*Selected passage*.
What is Informatica and Enterprise Data Warehouse?
Informatica is an ETL tool which is used to extract, transform and load data. It plays crucial role in building Enterprise Data Warehouse.
EDW provides user a global view on historical data stored from various department in an organization like finance, sales, labor, marketing etc based on which critical business decisions could be made.
What is repository service, integration service, reporting service, domain and node?
There are basically three types of services which you will find under application services:
Repository service - It is responsible for storing Informatica metadata (source definition, target definition, mappings, mapplets and transformations in the form of tables) and providing access to these repositories for other services. It is also responsible for maintaining connection between client development tool and Informatica repository which keeps metadata up-to-date by updating, inserting and deleting the metadata.

*Dataset excerpts*.
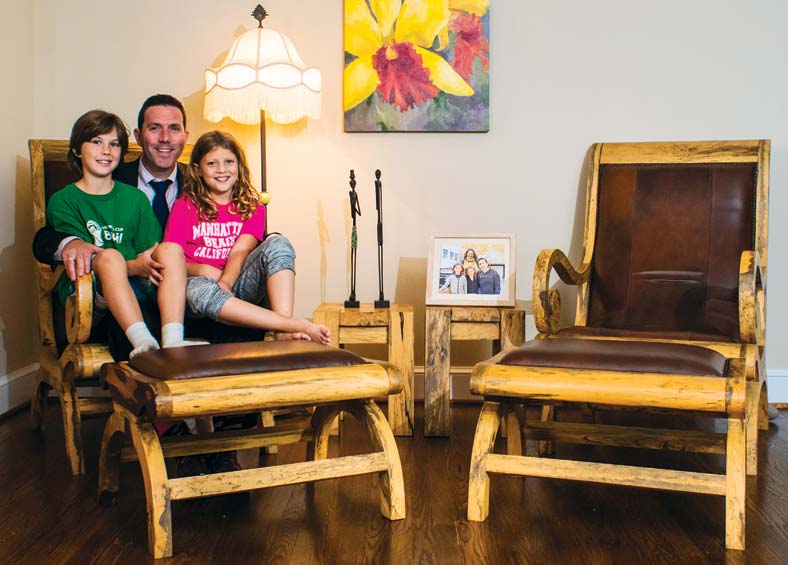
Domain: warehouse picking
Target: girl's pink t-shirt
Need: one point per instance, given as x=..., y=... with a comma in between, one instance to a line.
x=210, y=242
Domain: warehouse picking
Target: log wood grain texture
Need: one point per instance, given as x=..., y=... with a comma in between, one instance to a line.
x=390, y=326
x=505, y=327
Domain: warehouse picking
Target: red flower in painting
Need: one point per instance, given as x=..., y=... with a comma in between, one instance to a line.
x=404, y=81
x=469, y=43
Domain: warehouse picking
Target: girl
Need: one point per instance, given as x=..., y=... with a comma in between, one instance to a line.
x=456, y=282
x=472, y=279
x=118, y=218
x=219, y=221
x=470, y=259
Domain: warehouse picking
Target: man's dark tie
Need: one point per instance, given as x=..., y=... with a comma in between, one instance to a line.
x=160, y=209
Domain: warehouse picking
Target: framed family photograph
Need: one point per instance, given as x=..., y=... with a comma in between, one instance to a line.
x=471, y=270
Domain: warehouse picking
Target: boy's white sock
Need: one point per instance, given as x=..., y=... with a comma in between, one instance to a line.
x=172, y=336
x=141, y=339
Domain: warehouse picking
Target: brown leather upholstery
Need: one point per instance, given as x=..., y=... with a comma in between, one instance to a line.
x=641, y=334
x=628, y=356
x=223, y=359
x=668, y=245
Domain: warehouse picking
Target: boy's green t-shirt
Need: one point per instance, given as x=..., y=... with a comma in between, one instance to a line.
x=122, y=219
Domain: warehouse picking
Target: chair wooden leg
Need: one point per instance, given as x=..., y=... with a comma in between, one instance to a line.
x=514, y=433
x=38, y=400
x=479, y=480
x=267, y=420
x=322, y=422
x=72, y=423
x=763, y=408
x=751, y=425
x=392, y=484
x=735, y=492
x=109, y=459
x=154, y=473
x=545, y=448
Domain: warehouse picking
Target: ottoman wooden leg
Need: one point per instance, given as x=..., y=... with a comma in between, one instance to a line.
x=514, y=434
x=154, y=473
x=751, y=425
x=479, y=480
x=72, y=422
x=392, y=484
x=38, y=402
x=545, y=448
x=109, y=459
x=763, y=408
x=735, y=464
x=322, y=421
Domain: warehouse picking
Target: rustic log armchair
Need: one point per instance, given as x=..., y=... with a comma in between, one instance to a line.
x=69, y=359
x=670, y=315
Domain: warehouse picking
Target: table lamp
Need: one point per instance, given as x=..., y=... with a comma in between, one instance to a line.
x=262, y=75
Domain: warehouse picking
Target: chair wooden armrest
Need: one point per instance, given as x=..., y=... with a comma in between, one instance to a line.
x=547, y=301
x=752, y=298
x=79, y=310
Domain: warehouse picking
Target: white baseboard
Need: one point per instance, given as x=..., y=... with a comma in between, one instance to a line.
x=777, y=380
x=15, y=388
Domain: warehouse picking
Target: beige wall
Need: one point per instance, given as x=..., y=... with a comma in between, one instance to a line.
x=16, y=271
x=564, y=75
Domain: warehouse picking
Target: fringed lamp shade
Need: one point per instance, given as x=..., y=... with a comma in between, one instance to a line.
x=262, y=72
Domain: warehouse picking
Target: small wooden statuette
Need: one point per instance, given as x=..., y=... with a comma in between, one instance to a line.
x=355, y=210
x=381, y=302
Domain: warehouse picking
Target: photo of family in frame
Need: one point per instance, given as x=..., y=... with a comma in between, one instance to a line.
x=471, y=270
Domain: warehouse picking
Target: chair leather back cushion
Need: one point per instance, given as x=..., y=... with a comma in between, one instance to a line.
x=668, y=244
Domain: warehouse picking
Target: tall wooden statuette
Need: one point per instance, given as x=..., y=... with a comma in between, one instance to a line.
x=355, y=210
x=381, y=302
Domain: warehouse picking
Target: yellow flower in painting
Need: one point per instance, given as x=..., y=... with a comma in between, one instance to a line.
x=473, y=7
x=391, y=40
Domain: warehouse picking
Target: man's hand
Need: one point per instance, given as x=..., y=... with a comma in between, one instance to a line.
x=78, y=258
x=203, y=270
x=148, y=267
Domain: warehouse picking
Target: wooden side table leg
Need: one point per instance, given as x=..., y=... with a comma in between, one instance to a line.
x=437, y=362
x=329, y=316
x=401, y=406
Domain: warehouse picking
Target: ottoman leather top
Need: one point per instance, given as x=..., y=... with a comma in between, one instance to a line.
x=199, y=361
x=625, y=356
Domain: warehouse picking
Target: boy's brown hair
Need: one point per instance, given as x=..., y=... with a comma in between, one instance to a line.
x=89, y=125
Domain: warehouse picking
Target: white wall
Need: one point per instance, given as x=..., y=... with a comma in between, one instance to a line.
x=563, y=75
x=17, y=353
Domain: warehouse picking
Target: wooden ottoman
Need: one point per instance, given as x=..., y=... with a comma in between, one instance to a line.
x=233, y=378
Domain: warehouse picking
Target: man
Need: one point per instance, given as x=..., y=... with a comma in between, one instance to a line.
x=161, y=133
x=489, y=279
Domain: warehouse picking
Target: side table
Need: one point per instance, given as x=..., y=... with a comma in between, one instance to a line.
x=392, y=326
x=505, y=326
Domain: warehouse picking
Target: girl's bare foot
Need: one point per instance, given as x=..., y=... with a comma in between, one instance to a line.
x=290, y=336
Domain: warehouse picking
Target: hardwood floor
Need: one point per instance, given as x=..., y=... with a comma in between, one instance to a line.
x=48, y=516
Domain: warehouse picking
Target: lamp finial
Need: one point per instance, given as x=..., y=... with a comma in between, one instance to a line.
x=259, y=14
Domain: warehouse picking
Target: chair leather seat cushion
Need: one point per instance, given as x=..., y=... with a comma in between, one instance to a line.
x=625, y=356
x=644, y=334
x=200, y=361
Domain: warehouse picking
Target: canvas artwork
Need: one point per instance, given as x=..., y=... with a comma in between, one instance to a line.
x=471, y=270
x=417, y=65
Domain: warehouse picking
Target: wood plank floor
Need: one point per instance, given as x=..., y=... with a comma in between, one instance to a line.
x=48, y=516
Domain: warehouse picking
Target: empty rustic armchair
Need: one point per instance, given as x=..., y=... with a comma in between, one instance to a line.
x=670, y=315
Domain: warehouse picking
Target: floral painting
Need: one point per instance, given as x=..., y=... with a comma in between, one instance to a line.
x=417, y=65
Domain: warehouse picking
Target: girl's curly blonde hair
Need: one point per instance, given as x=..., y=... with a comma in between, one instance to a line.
x=244, y=195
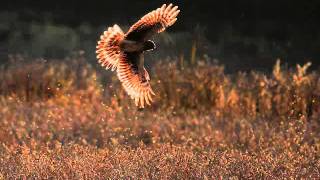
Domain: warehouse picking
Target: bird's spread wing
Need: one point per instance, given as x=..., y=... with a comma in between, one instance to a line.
x=154, y=22
x=108, y=49
x=134, y=78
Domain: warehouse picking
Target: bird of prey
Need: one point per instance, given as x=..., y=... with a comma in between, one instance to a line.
x=124, y=52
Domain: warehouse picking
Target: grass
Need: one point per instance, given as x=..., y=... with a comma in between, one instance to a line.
x=69, y=120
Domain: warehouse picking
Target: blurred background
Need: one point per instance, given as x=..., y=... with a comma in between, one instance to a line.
x=242, y=35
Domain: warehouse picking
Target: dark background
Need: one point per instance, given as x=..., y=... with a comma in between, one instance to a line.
x=241, y=34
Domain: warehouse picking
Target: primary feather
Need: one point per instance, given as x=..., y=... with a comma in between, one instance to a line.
x=124, y=52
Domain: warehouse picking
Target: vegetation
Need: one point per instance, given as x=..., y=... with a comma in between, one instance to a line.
x=70, y=120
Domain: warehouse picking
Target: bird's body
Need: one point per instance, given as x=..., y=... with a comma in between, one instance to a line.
x=124, y=52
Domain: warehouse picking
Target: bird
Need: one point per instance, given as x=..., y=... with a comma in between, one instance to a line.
x=124, y=52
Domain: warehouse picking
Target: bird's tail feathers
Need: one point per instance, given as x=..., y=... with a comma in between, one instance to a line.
x=108, y=47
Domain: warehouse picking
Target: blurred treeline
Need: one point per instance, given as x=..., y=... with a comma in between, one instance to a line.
x=241, y=43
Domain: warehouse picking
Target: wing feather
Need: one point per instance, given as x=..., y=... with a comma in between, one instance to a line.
x=154, y=22
x=135, y=79
x=108, y=49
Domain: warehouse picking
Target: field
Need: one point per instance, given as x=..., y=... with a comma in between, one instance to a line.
x=69, y=119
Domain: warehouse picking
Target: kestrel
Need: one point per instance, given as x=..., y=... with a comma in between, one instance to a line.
x=124, y=52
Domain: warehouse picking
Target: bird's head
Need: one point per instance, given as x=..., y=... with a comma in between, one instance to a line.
x=149, y=45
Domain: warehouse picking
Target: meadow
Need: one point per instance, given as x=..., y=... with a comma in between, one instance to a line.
x=69, y=119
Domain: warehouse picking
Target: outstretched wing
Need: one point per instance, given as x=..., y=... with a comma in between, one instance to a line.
x=108, y=49
x=134, y=78
x=154, y=22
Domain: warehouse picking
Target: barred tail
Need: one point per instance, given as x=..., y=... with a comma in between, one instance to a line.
x=108, y=47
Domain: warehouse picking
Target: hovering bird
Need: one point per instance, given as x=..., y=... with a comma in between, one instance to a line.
x=124, y=52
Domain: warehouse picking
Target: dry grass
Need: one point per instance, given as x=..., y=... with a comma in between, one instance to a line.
x=66, y=120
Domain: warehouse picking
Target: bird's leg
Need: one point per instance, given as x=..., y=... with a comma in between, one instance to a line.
x=131, y=46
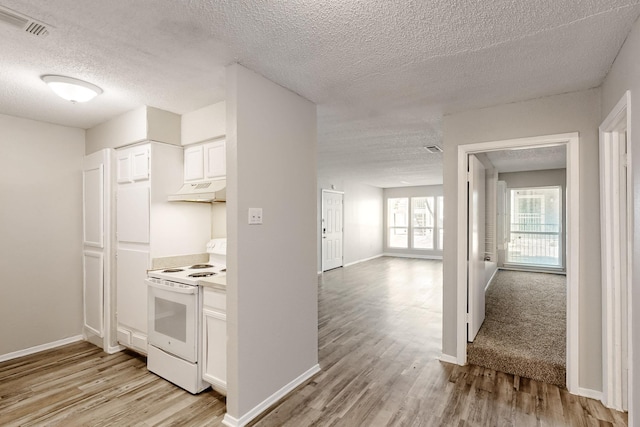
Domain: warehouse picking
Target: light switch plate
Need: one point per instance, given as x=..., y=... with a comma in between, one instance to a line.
x=255, y=216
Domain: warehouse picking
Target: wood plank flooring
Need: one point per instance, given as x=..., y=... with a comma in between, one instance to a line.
x=80, y=385
x=380, y=332
x=379, y=338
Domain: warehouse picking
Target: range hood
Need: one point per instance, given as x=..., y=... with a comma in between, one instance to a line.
x=207, y=191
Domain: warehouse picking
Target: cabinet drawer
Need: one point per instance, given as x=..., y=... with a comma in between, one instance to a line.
x=215, y=300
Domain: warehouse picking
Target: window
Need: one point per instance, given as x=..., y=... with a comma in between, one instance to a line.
x=535, y=227
x=440, y=205
x=398, y=219
x=415, y=222
x=423, y=219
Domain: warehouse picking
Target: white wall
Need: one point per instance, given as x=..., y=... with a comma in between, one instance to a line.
x=578, y=111
x=625, y=75
x=271, y=282
x=41, y=229
x=416, y=191
x=363, y=224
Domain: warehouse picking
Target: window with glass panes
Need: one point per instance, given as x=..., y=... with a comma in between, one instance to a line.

*Aim 1*. List every kind of Informatica metadata that the passage says the repository service stores.
*Aim 2*. In the Informatica passage, which three operations on data is Informatica said to perform?
*Aim 3*. Write a continuation of the Informatica passage, picking up right after its last sentence.
The items can be set aside; they play no part here.

*Task response 1*. Source definition, target definition, mappings, mapplets, and transformations.

*Task response 2*. It extracts, transforms, and loads data.

*Task response 3*.
Integration Service - It is responsible for execution of workflow and end-to-end data movement from source to target. It pulls the workflow information from repository, starts the execution of tasks, gathers/combines data from different sources (for example relational database and flat file) and loads into single or multiple targets.
Reporting Service - It enables report generation.
Domain - It is administrative part of Informatica which is used by admins to operate nodes and services. You can define multiple nodes in a domain with a gateway node which is responsible for receiving request and distributing it to worker nodes. Further, nodes are responsible for running services and other Informatica processes. There are basically two types of services in a domain - Service manager and Application services.
Service manager is responsible for logging and login operations. Like authentication, authorization, managing people and groups.
Application services are responsible for managing integration services, repository services and reporting services.
Key properties of domain are as follows:
Database properties - You can define database instance name and port responsible for holding domain. It consist of database type (like Oracle, SQL server etc), host, port, database name and user name.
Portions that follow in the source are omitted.